Entries taken from a collection
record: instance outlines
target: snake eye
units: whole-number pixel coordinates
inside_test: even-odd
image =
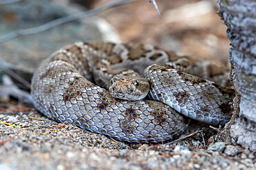
[[[140,85],[140,84],[138,83],[138,81],[136,81],[136,82],[135,82],[135,83],[134,83],[134,85],[135,85],[135,87],[136,87],[136,88],[138,88],[138,86]]]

§ **Directive**
Please scale these rows by writing every line out again, including the header lines, with each polygon coordinate in the answers multiplied by 0.9 and rounded to the nearest whole number, halves rounding up. Leave out the pictures.

§ **The output**
record: instance outlines
target: snake eye
units: whole-number pixel coordinates
inside_test: even-odd
image =
[[[126,77],[126,76],[124,75],[124,73],[122,73],[122,74],[122,74],[122,75],[121,75],[121,77],[122,77],[122,78],[122,78],[122,79],[124,79],[124,77]]]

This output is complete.